**Activity:** Among the entries below, find the lines that hold the word "chin" and report them.

[Records supplied Boundary: Start]

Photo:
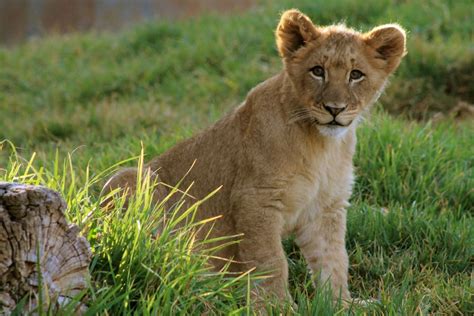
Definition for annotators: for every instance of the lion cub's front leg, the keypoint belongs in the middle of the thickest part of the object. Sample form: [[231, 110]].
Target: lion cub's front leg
[[261, 248], [322, 242]]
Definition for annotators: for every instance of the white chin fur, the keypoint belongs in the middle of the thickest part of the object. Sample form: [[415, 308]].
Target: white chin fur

[Records supplied Boundary: End]

**Task result:**
Definition for annotators: for every instance of the white chin fur, the keypoint belongs in the middle of the thickest part of the object. Sample form: [[415, 308]].
Target: white chin fur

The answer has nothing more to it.